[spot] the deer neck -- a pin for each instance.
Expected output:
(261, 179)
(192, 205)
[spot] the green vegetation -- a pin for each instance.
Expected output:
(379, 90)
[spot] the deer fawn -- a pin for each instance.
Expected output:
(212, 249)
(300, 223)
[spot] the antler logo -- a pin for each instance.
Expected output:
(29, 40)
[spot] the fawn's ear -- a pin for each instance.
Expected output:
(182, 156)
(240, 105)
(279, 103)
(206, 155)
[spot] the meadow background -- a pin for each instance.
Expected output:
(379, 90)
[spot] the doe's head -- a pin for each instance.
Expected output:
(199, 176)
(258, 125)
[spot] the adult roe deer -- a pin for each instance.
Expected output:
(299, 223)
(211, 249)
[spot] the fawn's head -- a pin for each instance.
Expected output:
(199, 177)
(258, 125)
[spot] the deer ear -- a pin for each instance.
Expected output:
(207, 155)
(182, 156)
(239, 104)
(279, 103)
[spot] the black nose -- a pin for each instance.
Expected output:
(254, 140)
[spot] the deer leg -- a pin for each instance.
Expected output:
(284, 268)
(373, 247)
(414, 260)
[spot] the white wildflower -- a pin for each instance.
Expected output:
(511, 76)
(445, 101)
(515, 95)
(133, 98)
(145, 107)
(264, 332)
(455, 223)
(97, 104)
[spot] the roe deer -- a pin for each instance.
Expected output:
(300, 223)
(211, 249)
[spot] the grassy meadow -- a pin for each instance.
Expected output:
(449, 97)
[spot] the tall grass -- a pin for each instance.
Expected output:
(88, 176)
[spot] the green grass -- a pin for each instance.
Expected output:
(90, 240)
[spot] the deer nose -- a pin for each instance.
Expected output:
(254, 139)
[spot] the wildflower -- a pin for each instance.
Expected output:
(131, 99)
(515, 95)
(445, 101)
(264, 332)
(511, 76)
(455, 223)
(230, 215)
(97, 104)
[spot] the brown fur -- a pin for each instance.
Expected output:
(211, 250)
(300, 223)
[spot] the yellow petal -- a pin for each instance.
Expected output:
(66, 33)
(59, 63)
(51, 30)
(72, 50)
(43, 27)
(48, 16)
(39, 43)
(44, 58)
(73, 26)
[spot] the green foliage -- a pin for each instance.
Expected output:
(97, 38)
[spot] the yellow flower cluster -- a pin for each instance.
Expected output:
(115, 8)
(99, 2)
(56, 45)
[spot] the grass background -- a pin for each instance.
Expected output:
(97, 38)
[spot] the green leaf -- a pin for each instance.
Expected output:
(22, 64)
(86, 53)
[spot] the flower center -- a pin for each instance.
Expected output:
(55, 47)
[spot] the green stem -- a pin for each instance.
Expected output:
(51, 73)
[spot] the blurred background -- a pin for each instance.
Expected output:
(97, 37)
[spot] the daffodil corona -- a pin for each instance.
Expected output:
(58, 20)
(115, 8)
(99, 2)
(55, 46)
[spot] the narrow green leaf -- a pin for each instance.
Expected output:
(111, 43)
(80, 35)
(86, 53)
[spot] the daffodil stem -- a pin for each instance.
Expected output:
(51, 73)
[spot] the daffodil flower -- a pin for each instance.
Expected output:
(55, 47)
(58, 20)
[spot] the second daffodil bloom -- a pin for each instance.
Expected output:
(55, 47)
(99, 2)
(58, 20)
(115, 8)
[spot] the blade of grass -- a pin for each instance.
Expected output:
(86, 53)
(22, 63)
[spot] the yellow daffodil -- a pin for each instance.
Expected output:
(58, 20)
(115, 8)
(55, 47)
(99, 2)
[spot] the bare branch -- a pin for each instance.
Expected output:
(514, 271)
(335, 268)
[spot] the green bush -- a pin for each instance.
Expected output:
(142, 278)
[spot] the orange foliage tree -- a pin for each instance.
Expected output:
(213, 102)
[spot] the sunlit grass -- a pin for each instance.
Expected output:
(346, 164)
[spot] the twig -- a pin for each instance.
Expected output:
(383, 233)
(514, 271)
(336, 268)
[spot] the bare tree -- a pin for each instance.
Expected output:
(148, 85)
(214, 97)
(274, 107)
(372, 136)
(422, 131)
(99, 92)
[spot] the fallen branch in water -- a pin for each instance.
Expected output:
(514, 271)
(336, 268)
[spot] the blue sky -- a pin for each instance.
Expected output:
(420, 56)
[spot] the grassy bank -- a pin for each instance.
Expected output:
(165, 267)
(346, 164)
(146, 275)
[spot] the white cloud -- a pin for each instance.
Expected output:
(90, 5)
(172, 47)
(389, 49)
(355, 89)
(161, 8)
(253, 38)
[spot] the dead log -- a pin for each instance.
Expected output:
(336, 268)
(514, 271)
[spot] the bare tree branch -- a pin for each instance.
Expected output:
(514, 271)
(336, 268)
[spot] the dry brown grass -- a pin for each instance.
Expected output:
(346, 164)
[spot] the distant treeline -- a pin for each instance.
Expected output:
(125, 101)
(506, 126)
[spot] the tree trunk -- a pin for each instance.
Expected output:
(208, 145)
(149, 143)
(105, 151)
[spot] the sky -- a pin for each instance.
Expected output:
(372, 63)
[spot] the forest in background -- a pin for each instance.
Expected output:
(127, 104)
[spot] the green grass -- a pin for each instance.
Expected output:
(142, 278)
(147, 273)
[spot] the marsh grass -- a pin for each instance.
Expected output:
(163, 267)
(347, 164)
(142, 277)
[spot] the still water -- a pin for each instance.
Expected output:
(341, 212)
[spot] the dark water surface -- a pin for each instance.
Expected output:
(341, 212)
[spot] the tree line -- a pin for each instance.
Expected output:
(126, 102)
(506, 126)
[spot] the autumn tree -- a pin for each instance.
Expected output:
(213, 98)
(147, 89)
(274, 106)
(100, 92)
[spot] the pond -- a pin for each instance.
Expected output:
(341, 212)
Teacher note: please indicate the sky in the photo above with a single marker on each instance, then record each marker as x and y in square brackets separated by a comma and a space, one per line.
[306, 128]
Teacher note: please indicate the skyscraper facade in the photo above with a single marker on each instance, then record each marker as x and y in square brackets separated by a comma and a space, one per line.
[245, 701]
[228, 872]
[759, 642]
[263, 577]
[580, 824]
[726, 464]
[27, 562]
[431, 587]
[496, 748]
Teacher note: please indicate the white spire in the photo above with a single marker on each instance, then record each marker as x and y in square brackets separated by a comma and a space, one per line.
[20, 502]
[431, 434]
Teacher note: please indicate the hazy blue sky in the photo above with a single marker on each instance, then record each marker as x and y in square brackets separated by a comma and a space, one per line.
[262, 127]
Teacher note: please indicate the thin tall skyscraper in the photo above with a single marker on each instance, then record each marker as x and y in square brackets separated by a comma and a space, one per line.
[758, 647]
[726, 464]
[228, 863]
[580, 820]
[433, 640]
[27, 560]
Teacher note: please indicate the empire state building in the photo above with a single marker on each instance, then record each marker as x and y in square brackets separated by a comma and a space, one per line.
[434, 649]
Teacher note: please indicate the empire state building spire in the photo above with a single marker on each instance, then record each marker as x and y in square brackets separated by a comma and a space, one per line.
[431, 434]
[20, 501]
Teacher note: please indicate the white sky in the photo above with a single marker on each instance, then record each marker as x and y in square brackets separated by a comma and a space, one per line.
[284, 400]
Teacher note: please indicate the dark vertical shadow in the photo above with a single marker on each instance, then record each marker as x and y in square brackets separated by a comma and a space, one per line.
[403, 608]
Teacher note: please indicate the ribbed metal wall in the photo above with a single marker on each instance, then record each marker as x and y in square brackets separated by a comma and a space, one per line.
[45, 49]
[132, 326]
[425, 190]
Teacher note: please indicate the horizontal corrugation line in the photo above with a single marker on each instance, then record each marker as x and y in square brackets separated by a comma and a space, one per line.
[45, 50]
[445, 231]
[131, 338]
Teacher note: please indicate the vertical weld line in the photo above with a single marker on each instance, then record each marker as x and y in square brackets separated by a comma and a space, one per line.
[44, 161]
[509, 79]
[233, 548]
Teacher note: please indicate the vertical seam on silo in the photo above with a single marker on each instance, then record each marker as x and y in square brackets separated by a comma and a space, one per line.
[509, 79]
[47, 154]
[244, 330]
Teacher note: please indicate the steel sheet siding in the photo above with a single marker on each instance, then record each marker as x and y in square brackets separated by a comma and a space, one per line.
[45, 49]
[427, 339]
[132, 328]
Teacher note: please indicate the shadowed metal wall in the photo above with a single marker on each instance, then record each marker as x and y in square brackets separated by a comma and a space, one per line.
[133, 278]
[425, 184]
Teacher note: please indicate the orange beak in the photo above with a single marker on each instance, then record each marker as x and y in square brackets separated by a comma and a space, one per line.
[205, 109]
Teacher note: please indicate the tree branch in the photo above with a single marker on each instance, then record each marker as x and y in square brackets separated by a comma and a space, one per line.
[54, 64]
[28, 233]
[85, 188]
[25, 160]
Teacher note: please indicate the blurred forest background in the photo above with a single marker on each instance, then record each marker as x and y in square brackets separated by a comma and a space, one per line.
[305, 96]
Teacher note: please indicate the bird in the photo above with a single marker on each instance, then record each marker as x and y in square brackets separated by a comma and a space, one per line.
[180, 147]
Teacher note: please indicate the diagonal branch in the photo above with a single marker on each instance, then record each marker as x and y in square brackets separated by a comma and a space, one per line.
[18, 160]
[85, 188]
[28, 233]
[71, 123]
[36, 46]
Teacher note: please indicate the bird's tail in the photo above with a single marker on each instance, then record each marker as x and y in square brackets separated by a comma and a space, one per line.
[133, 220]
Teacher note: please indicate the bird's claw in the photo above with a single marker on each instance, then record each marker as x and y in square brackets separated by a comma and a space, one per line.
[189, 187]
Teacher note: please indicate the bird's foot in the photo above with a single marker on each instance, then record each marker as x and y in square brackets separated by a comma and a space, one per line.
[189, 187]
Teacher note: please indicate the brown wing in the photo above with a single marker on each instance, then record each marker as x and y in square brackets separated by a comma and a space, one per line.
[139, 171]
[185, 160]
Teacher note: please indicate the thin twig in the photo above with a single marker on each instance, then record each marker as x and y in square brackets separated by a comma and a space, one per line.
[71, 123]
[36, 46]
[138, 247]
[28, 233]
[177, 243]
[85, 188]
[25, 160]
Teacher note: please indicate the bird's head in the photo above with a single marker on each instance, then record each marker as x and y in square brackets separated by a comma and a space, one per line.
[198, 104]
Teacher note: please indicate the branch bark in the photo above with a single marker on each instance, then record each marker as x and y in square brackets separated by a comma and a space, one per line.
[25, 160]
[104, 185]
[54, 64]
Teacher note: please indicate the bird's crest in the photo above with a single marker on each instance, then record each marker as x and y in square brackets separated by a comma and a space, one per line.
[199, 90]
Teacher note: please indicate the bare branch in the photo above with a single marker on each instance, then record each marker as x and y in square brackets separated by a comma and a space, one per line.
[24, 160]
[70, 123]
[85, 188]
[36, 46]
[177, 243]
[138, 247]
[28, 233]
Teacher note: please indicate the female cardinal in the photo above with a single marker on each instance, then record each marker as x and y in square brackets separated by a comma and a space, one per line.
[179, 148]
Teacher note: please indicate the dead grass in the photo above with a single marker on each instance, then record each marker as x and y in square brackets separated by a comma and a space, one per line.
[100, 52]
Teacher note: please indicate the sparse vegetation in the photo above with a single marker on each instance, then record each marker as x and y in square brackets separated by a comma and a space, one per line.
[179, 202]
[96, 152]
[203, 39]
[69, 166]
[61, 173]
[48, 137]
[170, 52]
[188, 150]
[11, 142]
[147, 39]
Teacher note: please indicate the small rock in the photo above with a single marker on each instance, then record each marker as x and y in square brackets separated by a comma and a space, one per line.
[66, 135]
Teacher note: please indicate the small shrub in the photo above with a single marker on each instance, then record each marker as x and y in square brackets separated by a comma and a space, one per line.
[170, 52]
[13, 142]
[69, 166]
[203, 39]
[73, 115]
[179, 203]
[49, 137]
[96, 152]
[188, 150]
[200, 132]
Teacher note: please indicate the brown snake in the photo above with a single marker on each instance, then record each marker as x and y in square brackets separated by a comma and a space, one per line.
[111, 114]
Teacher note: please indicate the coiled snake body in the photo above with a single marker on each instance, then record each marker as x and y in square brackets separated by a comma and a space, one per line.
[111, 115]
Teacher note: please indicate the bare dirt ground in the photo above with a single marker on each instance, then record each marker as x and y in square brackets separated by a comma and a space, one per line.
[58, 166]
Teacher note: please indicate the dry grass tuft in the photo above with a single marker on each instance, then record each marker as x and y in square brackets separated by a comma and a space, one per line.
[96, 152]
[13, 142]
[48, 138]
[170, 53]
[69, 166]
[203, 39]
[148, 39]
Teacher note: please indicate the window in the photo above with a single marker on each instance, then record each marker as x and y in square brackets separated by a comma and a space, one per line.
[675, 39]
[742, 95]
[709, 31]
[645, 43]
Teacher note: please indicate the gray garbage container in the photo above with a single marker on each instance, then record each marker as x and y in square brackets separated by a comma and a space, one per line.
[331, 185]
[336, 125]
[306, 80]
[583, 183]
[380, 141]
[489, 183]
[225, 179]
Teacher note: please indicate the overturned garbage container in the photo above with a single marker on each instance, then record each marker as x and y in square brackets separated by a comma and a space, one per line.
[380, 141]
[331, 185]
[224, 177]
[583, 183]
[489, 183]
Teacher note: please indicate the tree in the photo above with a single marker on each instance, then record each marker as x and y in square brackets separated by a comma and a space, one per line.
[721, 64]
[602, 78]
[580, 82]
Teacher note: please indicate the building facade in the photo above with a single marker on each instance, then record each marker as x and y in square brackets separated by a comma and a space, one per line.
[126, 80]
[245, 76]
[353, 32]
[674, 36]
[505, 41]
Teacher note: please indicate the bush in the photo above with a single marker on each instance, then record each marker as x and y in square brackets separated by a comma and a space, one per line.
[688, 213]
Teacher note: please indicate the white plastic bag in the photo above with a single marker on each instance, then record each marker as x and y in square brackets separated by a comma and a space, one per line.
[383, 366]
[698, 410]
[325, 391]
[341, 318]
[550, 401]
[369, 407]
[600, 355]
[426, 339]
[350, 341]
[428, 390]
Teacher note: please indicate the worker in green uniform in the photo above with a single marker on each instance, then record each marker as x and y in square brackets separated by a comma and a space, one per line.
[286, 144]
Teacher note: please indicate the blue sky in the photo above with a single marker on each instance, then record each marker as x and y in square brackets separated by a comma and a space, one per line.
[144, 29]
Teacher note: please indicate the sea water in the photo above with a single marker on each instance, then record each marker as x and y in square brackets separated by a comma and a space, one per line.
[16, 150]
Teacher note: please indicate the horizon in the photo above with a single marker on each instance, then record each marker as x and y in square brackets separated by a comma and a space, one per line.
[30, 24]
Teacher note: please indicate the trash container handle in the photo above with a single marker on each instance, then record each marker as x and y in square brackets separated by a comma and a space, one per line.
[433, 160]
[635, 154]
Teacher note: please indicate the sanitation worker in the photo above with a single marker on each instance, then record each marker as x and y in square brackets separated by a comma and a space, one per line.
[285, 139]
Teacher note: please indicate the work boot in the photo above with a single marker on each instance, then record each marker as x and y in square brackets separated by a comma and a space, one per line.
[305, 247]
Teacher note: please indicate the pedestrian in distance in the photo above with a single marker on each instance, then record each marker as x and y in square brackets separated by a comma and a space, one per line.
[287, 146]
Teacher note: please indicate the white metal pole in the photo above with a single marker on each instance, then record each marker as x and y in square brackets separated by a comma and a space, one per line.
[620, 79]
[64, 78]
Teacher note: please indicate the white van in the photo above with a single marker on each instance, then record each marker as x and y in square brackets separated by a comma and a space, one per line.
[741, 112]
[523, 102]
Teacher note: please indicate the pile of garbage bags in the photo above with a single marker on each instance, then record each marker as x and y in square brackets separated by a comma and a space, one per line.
◇ ◇ ◇ ◇ ◇ ◇ ◇
WHAT IS ASKED: Beginning at the line that holds "Teacher note: please indicate the white metal", reproduce each line of the records above down to and including the last one.

OUTPUT BELOW:
Teacher note: please indicate the white metal pole in the photo above with a single marker on each instance, then record each marker as x and y in square brackets separated by a comma and a space, one per line.
[620, 79]
[64, 78]
Teacher note: please indicate the white van in the photo above with a single marker on each instance, then record each marker as x and y in square brackets separated by a comma and a space, one per line.
[741, 112]
[523, 102]
Teacher note: please indicate the pile of garbage bags in the photo above with a single marker on each instance, then record each marker as x and y in square brackets separated by a comma and a space, one per line.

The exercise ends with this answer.